▶ _Articolo_
━━━━
E si aggiunge: "Per i peccati del mio popolo lo colpirono...". Un'idea forte del carattere espiatorio del sacrificio di Gesù Cristo, la sua sofferenza senza resistenza, era la manifestazione di un libero arbitrio redentivo (cfr. vv. 10-12 sviluppano ulteriormente questa idea).

Anche la sua innocenza e l'assenza di inganno appaiono: "Anche se non aveva commesso alcun crimine e non c'era inganno nella sua bocca". Ciò si realizza perfettamente in Gesù Cristo, che visse una vita senza peccato e fu dichiarato innocente da Pilato anche quando fu condannato a morte (Giovanni 18:38, Ebrei 4:15; esplicitamente in 1 Pietro 2:22).

Salmo 22

I Vangeli riportano le parole di Gesù in greco, la lingua comune della regione, anche se egli parlava principalmente aramaico. Ci sono poche eccezioni, la più notevole delle quali è questa frase dalla croce: "'Eloi Eloi, lema sabachthani' (che si traduce come 'Dio mio, Dio mio, perché mi hai abbandonato')" (Marco 15,34 e Matteo 27,46). Perché gli evangelisti hanno scelto di mantenere questa frase nella sua lingua originale? Perché è l'inizio del Salmo 22, come indica il titolo, e quando si traduce il titolo di un canto sarebbe difficile identificarlo. Gli evangelisti volevano che i lettori la riconoscessero per capire che Gesù stava indicando che ciò che stava accadendo era stato profetizzato in quel luogo.

Il Salmo 22 fu scritto molto probabilmente da Davide 1000 anni prima di Cristo e sembra che abbia "vissuto" ciò che Gesù avrebbe sofferto. Per esempio, vediamo quanto segue:

-Nel salmo le sue prime parole sono: "Dio mio, Dio mio, perché mi hai abbandonato?", che sono anche le prime parole pronunciate da Gesù dalla croce, secondo Matteo 27,46 e Marco 15,34.
━━━━
▶ _Consegna A_
Secondo l'articolo, per quale motivo gli evangelisti hanno lasciato nella lingua originale la frase "Eloi Eloi, lema sabachthani"? Rispondi in una-tre frasi.

[Estratti da un dataset di etichettatura con punti]
━━━━
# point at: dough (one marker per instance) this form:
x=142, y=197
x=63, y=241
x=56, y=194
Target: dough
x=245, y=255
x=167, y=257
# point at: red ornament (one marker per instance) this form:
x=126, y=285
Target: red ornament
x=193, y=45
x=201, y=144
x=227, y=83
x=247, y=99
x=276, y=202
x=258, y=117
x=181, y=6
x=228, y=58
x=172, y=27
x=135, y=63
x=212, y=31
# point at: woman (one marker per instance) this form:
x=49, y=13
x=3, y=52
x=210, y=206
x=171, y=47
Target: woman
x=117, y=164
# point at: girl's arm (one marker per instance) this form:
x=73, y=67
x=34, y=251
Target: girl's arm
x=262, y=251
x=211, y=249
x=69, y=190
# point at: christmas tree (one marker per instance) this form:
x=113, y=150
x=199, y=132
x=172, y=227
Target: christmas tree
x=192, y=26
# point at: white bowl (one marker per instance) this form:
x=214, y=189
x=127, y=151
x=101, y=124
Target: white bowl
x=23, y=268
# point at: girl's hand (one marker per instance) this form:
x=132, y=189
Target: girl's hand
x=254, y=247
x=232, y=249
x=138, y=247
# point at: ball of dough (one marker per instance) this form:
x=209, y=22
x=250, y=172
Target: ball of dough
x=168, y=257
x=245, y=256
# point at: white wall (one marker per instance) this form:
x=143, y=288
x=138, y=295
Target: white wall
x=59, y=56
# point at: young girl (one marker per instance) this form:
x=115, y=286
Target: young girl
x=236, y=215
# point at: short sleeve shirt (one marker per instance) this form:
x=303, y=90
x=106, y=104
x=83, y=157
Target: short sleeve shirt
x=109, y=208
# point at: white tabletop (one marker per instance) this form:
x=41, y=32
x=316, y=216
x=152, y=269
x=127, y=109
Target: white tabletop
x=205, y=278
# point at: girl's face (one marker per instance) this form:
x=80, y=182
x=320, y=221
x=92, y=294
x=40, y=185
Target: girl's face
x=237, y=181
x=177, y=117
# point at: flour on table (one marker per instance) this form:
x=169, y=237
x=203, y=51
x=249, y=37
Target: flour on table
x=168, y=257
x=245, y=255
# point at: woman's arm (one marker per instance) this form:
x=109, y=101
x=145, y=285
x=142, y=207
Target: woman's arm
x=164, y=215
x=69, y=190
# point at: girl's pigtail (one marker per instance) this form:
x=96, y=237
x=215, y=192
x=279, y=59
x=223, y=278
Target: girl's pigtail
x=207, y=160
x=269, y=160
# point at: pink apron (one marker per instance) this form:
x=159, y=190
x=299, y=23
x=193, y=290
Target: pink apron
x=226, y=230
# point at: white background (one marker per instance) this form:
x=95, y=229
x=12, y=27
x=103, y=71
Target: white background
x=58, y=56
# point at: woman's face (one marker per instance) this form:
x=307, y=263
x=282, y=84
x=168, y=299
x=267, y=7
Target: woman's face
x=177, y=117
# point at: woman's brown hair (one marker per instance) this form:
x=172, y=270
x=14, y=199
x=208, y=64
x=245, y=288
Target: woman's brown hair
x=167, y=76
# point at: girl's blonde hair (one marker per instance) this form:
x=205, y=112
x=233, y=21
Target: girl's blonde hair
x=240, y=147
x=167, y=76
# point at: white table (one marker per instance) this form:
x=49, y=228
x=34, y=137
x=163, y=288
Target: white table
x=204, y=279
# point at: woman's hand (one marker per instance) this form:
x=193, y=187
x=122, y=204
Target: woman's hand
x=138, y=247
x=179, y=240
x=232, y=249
━━━━
▶ _Consegna B_
Riscrivi le righe dei dati dall'inizio fino alla riga con "x=167, y=257" compresa, anche quelle con le richieste. Moltiplica per 2,05 ogni coordinata delle risposte e arrotonda all'intero, con le metà per eccesso.

▶ _Soluzione A_
Perché la frase è l'inizio del Salmo 22 e ne costituisce il titolo, e tradotto il titolo di un canto sarebbe difficile da identificare. Gli evangelisti volevano che i lettori lo riconoscessero, per capire che Gesù stava indicando che ciò che accadeva era stato profetizzato in quel salmo.

▶ _Soluzione B_
# point at: dough (one marker per instance) this form:
x=142, y=197
x=63, y=241
x=56, y=194
Target: dough
x=502, y=523
x=342, y=527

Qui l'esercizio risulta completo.